# Written request
Return every line of the listing below that contains the string "sneaker".

# Data for the task
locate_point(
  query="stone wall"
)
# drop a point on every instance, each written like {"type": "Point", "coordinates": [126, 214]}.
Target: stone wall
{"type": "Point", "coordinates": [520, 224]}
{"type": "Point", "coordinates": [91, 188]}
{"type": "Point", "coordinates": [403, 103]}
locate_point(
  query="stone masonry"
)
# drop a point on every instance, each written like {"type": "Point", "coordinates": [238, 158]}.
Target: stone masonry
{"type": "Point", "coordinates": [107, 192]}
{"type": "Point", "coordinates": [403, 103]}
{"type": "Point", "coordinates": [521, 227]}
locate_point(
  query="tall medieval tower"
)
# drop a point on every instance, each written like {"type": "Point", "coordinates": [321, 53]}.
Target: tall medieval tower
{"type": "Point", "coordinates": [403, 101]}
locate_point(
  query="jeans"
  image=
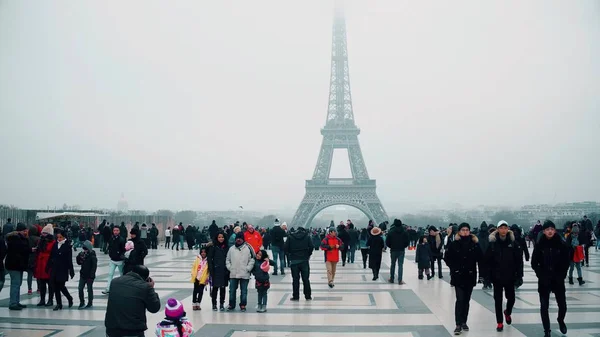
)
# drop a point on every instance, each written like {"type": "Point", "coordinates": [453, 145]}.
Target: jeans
{"type": "Point", "coordinates": [112, 265]}
{"type": "Point", "coordinates": [262, 296]}
{"type": "Point", "coordinates": [90, 284]}
{"type": "Point", "coordinates": [301, 269]}
{"type": "Point", "coordinates": [352, 254]}
{"type": "Point", "coordinates": [397, 255]}
{"type": "Point", "coordinates": [198, 292]}
{"type": "Point", "coordinates": [439, 259]}
{"type": "Point", "coordinates": [16, 279]}
{"type": "Point", "coordinates": [461, 308]}
{"type": "Point", "coordinates": [233, 283]}
{"type": "Point", "coordinates": [509, 290]}
{"type": "Point", "coordinates": [213, 296]}
{"type": "Point", "coordinates": [576, 265]}
{"type": "Point", "coordinates": [558, 288]}
{"type": "Point", "coordinates": [278, 253]}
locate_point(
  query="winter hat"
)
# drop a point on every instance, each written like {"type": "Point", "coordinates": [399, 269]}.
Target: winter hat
{"type": "Point", "coordinates": [88, 245]}
{"type": "Point", "coordinates": [48, 229]}
{"type": "Point", "coordinates": [129, 245]}
{"type": "Point", "coordinates": [464, 225]}
{"type": "Point", "coordinates": [174, 309]}
{"type": "Point", "coordinates": [548, 224]}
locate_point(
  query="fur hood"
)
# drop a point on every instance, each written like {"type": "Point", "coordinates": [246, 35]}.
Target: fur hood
{"type": "Point", "coordinates": [473, 237]}
{"type": "Point", "coordinates": [494, 236]}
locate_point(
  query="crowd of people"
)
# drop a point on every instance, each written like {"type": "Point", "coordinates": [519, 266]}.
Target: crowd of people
{"type": "Point", "coordinates": [228, 257]}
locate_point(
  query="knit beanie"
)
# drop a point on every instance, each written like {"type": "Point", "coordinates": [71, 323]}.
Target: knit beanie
{"type": "Point", "coordinates": [48, 229]}
{"type": "Point", "coordinates": [464, 225]}
{"type": "Point", "coordinates": [174, 309]}
{"type": "Point", "coordinates": [548, 224]}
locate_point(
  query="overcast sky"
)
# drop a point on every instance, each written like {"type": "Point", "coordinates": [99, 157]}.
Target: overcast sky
{"type": "Point", "coordinates": [213, 104]}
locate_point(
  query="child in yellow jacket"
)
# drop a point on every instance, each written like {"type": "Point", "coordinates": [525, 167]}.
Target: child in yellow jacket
{"type": "Point", "coordinates": [199, 278]}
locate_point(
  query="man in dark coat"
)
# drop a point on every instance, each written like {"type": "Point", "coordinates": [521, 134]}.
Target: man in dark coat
{"type": "Point", "coordinates": [17, 260]}
{"type": "Point", "coordinates": [352, 243]}
{"type": "Point", "coordinates": [550, 261]}
{"type": "Point", "coordinates": [397, 240]}
{"type": "Point", "coordinates": [434, 240]}
{"type": "Point", "coordinates": [130, 296]}
{"type": "Point", "coordinates": [462, 257]}
{"type": "Point", "coordinates": [300, 247]}
{"type": "Point", "coordinates": [277, 246]}
{"type": "Point", "coordinates": [504, 266]}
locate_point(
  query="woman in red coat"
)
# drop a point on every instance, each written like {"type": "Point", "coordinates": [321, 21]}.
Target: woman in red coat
{"type": "Point", "coordinates": [41, 270]}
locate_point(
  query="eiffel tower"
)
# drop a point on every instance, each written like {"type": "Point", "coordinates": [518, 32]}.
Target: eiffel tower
{"type": "Point", "coordinates": [340, 132]}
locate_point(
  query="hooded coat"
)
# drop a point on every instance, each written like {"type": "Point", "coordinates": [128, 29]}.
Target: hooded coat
{"type": "Point", "coordinates": [462, 257]}
{"type": "Point", "coordinates": [503, 259]}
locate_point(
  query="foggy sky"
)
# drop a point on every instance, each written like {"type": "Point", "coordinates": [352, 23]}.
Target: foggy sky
{"type": "Point", "coordinates": [214, 104]}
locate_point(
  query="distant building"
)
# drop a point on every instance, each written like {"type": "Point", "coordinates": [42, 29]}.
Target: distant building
{"type": "Point", "coordinates": [122, 205]}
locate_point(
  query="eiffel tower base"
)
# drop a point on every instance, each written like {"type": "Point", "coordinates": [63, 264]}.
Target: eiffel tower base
{"type": "Point", "coordinates": [320, 196]}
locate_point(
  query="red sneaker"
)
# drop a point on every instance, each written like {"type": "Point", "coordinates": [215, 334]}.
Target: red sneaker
{"type": "Point", "coordinates": [507, 318]}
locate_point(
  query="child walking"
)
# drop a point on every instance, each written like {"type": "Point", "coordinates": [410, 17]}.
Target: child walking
{"type": "Point", "coordinates": [423, 258]}
{"type": "Point", "coordinates": [175, 323]}
{"type": "Point", "coordinates": [199, 277]}
{"type": "Point", "coordinates": [88, 262]}
{"type": "Point", "coordinates": [261, 273]}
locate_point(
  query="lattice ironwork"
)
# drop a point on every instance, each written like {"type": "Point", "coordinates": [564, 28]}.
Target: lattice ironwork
{"type": "Point", "coordinates": [340, 132]}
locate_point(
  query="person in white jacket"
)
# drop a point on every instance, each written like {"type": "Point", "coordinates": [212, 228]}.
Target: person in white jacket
{"type": "Point", "coordinates": [239, 262]}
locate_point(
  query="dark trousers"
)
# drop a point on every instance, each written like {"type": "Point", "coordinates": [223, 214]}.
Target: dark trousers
{"type": "Point", "coordinates": [90, 285]}
{"type": "Point", "coordinates": [301, 269]}
{"type": "Point", "coordinates": [213, 295]}
{"type": "Point", "coordinates": [59, 287]}
{"type": "Point", "coordinates": [198, 292]}
{"type": "Point", "coordinates": [461, 308]}
{"type": "Point", "coordinates": [262, 295]}
{"type": "Point", "coordinates": [558, 288]}
{"type": "Point", "coordinates": [439, 260]}
{"type": "Point", "coordinates": [365, 254]}
{"type": "Point", "coordinates": [43, 284]}
{"type": "Point", "coordinates": [509, 291]}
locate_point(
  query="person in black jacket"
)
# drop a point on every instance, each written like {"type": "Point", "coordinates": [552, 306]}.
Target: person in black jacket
{"type": "Point", "coordinates": [116, 251]}
{"type": "Point", "coordinates": [277, 246]}
{"type": "Point", "coordinates": [300, 247]}
{"type": "Point", "coordinates": [435, 244]}
{"type": "Point", "coordinates": [61, 267]}
{"type": "Point", "coordinates": [217, 254]}
{"type": "Point", "coordinates": [397, 241]}
{"type": "Point", "coordinates": [88, 262]}
{"type": "Point", "coordinates": [353, 242]}
{"type": "Point", "coordinates": [17, 260]}
{"type": "Point", "coordinates": [140, 251]}
{"type": "Point", "coordinates": [129, 298]}
{"type": "Point", "coordinates": [462, 257]}
{"type": "Point", "coordinates": [550, 261]}
{"type": "Point", "coordinates": [504, 266]}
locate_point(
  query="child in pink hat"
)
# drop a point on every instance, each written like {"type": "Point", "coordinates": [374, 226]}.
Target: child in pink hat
{"type": "Point", "coordinates": [175, 323]}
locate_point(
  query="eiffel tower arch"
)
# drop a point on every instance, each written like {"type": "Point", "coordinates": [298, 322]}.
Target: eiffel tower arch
{"type": "Point", "coordinates": [340, 132]}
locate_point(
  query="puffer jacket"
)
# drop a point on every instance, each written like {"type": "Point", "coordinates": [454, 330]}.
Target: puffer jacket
{"type": "Point", "coordinates": [240, 261]}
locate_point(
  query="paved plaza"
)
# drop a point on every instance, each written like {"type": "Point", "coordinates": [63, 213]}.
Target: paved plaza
{"type": "Point", "coordinates": [356, 306]}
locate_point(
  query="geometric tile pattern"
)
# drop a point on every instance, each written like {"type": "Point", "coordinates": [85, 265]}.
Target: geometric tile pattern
{"type": "Point", "coordinates": [356, 306]}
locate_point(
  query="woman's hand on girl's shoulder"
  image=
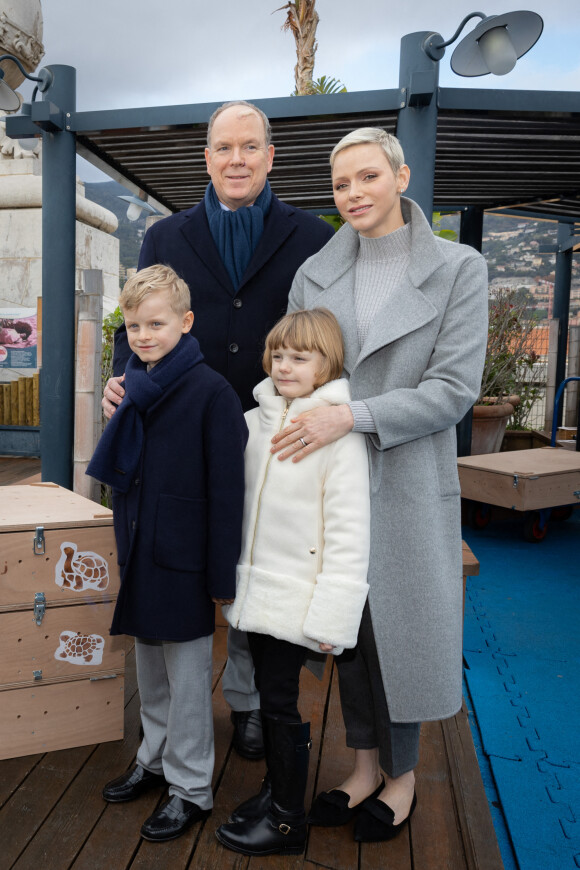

# Answer for this exercise
  query="red sneaker"
Target: red sneaker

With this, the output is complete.